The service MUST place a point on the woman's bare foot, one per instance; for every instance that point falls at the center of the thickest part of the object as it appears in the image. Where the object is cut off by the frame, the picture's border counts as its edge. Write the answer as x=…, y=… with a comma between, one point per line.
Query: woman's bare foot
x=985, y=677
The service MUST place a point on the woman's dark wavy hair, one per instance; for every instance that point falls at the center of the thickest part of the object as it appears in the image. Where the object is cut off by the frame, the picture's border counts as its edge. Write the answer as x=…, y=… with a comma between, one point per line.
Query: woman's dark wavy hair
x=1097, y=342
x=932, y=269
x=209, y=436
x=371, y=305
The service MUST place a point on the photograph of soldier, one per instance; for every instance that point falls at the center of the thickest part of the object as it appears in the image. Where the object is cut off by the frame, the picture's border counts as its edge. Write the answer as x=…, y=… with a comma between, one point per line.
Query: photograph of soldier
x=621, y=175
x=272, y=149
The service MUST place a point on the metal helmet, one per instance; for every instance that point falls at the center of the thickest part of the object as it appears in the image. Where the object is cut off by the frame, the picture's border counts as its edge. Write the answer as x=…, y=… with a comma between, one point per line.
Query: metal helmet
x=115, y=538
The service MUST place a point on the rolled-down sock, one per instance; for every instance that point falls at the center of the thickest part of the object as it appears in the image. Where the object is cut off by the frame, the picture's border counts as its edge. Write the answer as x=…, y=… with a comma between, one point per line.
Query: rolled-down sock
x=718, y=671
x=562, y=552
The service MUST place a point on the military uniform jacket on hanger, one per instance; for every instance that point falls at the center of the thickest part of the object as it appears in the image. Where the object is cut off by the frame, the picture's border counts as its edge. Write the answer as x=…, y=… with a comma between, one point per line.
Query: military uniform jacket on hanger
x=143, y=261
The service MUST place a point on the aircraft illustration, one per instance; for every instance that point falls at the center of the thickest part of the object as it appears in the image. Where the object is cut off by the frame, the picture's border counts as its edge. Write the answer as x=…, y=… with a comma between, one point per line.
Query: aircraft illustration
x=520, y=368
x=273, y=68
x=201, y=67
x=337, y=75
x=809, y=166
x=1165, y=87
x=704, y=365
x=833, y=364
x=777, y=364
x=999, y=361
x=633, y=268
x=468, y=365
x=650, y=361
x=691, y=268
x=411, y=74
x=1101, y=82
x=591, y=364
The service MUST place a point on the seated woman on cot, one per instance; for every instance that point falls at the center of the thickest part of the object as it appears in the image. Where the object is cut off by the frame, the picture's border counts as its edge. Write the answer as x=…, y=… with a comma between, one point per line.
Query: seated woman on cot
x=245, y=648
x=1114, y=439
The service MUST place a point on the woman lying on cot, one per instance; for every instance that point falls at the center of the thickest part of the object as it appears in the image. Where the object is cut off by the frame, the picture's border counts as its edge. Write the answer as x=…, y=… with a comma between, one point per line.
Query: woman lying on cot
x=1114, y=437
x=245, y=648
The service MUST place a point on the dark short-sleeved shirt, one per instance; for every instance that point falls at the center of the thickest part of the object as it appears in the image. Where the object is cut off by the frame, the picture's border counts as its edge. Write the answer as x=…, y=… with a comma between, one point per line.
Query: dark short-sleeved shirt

_PROBLEM_
Please, from the material above, copy only the lines from the line with "Query: photograph of soldier" up to and including the line with "The service MUST place a point on the aircraft", exactly as written.

_SOLUTION_
Query: photograph of soldier
x=621, y=175
x=272, y=149
The service MUST place a point on the metal helmet, one per instance; for every instance that point falls at the center of the thickest part of the object as it appears in the image. Where the object is cut off by the frame, the picture's border counts as its edge. Write the answer as x=…, y=… with a comma between, one point per line.
Query: metal helmet
x=115, y=538
The service MUST place a point on the rolled-down sock, one per instance; for every instance that point falls at the center of the thickest part of the object as it appears in the image. Where the object is cut off by the frame, the picture's border counts as its edge. Write the answer as x=…, y=… with a comma between, one point per line.
Query: rolled-down sock
x=718, y=671
x=562, y=552
The service MUST place a point on the military uniform jacket on hanger, one per instance; for every instance that point falls at the center of the thickest part of the object as it appears in the image. Where the object is cut off by the frame, the picture's border counts as its edge. Write the answer as x=…, y=… with a comma between, one point per line.
Query: military uniform jacket on hanger
x=143, y=261
The service MUST place a point on the aircraft illustration, one per instance; for every instance that point falls at the center of the thickest part of the object as it appears in the image. Where the object is cut off by the frame, the picture's border counts as its edge. Write the answer as x=…, y=… with a comma between, one point per line.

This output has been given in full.